**INPUT MATERIAL:**
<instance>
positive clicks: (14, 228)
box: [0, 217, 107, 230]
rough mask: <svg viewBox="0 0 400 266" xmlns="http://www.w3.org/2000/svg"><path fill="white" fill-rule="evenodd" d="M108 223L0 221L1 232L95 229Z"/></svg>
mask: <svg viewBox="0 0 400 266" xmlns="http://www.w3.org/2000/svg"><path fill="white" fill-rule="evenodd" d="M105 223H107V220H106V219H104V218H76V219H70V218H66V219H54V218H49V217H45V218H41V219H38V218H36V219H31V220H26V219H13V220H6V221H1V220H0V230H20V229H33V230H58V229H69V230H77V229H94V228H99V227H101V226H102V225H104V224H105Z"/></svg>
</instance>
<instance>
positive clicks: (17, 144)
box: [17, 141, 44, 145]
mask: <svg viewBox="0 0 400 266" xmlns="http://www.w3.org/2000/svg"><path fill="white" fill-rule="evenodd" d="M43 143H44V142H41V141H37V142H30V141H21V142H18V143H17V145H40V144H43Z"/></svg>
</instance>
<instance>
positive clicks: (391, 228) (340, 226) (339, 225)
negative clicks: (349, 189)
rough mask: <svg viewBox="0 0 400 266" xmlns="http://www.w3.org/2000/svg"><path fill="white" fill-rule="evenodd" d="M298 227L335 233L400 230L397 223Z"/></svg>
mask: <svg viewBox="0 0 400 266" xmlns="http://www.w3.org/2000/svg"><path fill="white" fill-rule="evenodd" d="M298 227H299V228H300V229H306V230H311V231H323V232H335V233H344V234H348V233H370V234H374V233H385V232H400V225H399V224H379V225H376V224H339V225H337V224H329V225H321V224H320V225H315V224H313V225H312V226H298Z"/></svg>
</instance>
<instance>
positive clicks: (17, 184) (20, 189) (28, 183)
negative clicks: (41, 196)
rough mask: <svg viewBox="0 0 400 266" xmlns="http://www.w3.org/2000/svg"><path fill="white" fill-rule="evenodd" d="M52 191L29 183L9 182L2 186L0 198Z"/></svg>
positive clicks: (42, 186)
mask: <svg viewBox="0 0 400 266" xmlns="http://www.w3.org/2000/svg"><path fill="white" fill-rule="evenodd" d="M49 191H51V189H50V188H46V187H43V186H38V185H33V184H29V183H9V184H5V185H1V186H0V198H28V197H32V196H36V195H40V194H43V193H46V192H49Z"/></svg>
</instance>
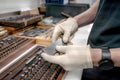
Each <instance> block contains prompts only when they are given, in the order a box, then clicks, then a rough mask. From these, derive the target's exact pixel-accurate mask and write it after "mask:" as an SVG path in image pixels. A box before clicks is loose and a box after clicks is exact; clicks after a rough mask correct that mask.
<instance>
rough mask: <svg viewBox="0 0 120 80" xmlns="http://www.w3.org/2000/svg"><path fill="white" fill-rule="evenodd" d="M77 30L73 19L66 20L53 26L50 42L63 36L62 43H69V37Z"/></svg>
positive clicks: (77, 25) (73, 19) (76, 26)
mask: <svg viewBox="0 0 120 80" xmlns="http://www.w3.org/2000/svg"><path fill="white" fill-rule="evenodd" d="M77 29H78V24H77V21H76V20H75V19H74V18H68V19H67V20H66V21H64V22H62V23H60V24H58V25H56V26H55V30H54V32H53V36H52V41H53V42H54V41H56V40H57V39H58V38H59V37H60V36H61V35H63V36H62V38H63V42H64V43H67V42H68V41H69V38H70V36H72V35H73V34H74V33H75V31H77Z"/></svg>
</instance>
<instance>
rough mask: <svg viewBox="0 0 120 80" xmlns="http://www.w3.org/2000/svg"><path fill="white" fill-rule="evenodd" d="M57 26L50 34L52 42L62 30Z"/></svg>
mask: <svg viewBox="0 0 120 80" xmlns="http://www.w3.org/2000/svg"><path fill="white" fill-rule="evenodd" d="M56 27H57V28H55V30H54V32H53V35H52V42H55V41H56V40H57V39H58V38H59V37H60V35H61V33H62V30H61V29H60V27H59V26H56Z"/></svg>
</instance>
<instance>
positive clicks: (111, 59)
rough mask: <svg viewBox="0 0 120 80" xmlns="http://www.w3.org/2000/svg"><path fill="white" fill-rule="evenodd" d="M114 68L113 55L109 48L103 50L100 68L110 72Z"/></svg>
mask: <svg viewBox="0 0 120 80" xmlns="http://www.w3.org/2000/svg"><path fill="white" fill-rule="evenodd" d="M113 67H114V63H113V61H112V59H111V54H110V51H109V49H108V47H103V48H102V59H101V60H100V61H99V68H100V69H102V70H110V69H112V68H113Z"/></svg>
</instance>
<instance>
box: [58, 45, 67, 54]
mask: <svg viewBox="0 0 120 80" xmlns="http://www.w3.org/2000/svg"><path fill="white" fill-rule="evenodd" d="M66 49H67V46H57V47H56V50H57V51H59V52H62V53H65V52H66Z"/></svg>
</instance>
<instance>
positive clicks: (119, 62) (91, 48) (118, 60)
mask: <svg viewBox="0 0 120 80" xmlns="http://www.w3.org/2000/svg"><path fill="white" fill-rule="evenodd" d="M90 53H91V58H92V62H93V65H94V66H98V62H99V61H100V60H101V54H102V51H101V49H94V48H91V49H90ZM110 53H111V58H112V60H113V62H114V66H115V67H120V48H113V49H110Z"/></svg>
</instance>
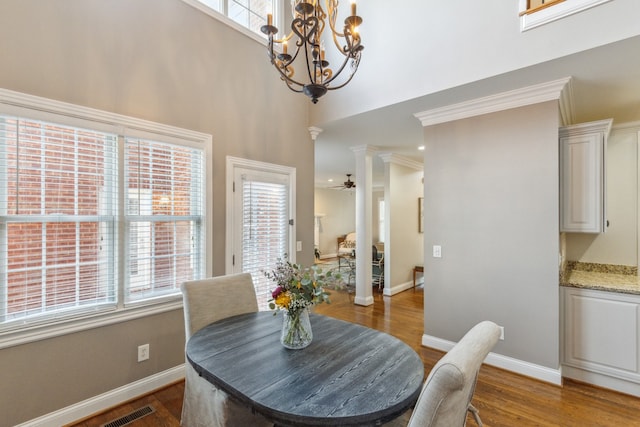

**TASK DIRECTIONS:**
In the listing above, how many lines contain the word "negative"? Give only the number.

**SOLUTION TO THE EXERCISE:**
2